| Set of tasks |
- A) Turn the paragraph of the Rentfrow profile that begins "Rentfrow was born in Louisiana" into a short list that keeps its main facts.
- B) According to the Rentfrow profile, what center does Rentfrow direct at Cambridge University?

| Quoted text |
Peter Jason Rentfrow is professor of personality and individual differences in the Psychology Department at Cambridge University, where he directs the Social Dynamics Research Center. He is an  elected Fellow of the Association for Psychological Science, the Society for Personality and Social Psychology, and the Alan Turing Institute.

Biography 
Rentfrow was born in Louisiana and later moved to Texas, where he graduated from Kingwood High School. He studied psychology at the University of Texas at Austin, where he earned his BA in 1998 and PhD in 2004 under the supervision of Samuel D. Gosling, William B. Swann, and James W. Pennebaker. Rentfrow joined the faculty of the Psychology Department at Cambridge University in 2005.

Research 
Rentfrow's research interests include geographical psychology, music psychology, and psychological assessment. His research seeks to understand the ways in which personality traits interact with the environment and become expressed in everyday life.

Geographical psychology 
Rentfrow's research in geographical psychology demonstrates that social influence, ecological influence, and selective migration are key mechanisms that contribute to the spatial clustering of psychological characteristics.

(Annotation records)

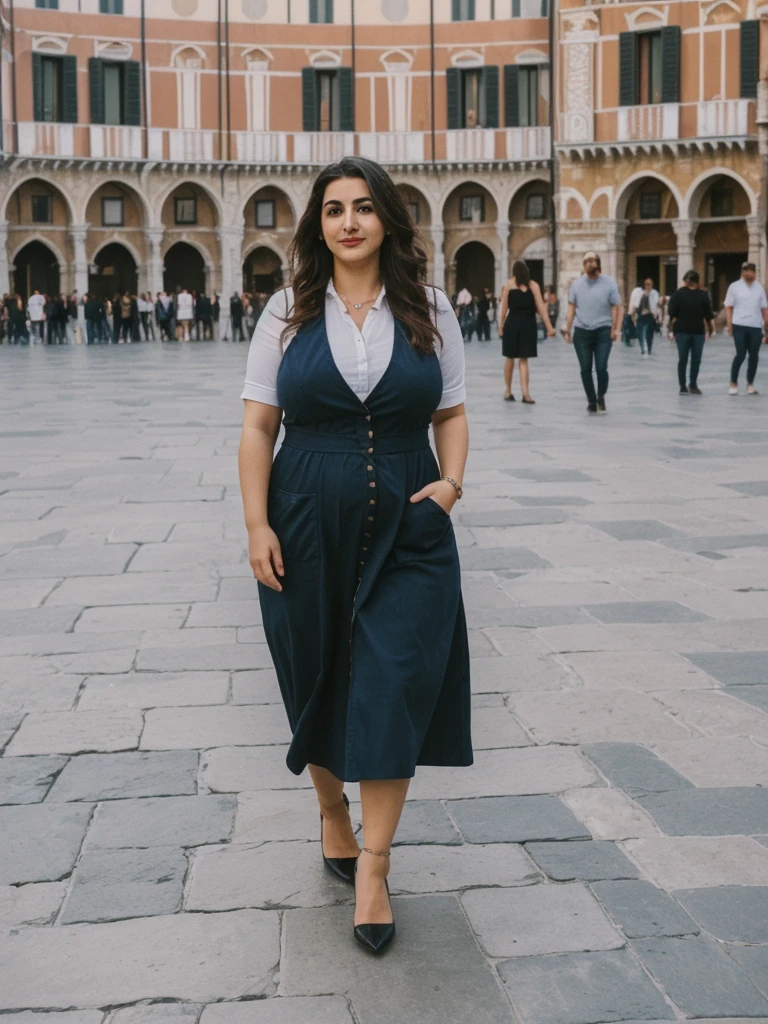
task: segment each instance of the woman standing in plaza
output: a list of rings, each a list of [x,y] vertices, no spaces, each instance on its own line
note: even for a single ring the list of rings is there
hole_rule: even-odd
[[[468,450],[464,349],[378,164],[321,172],[292,263],[243,392],[249,557],[293,732],[288,767],[309,768],[323,859],[355,886],[354,937],[380,952],[394,936],[386,879],[416,766],[472,763],[450,515]],[[361,851],[345,781],[359,781]]]
[[[502,302],[499,311],[502,355],[506,360],[504,364],[504,398],[506,401],[515,400],[515,396],[512,394],[512,377],[515,372],[515,359],[518,359],[522,400],[526,406],[536,404],[528,390],[528,359],[535,359],[539,354],[537,312],[542,317],[547,337],[552,338],[555,329],[549,318],[541,289],[535,281],[530,280],[527,264],[521,259],[515,260],[512,264],[512,276],[502,289]]]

| Solutions for each task |
- A)
- Born in Louisiana and later moved to Texas, graduating from Kingwood High School
- Studied psychology at the University of Texas at Austin: BA in 1998, PhD in 2004
- PhD supervisors: Samuel D. Gosling, William B. Swann, and James W. Pennebaker
- Joined the Psychology Department faculty at Cambridge University in 2005

- B) The Social Dynamics Research Center.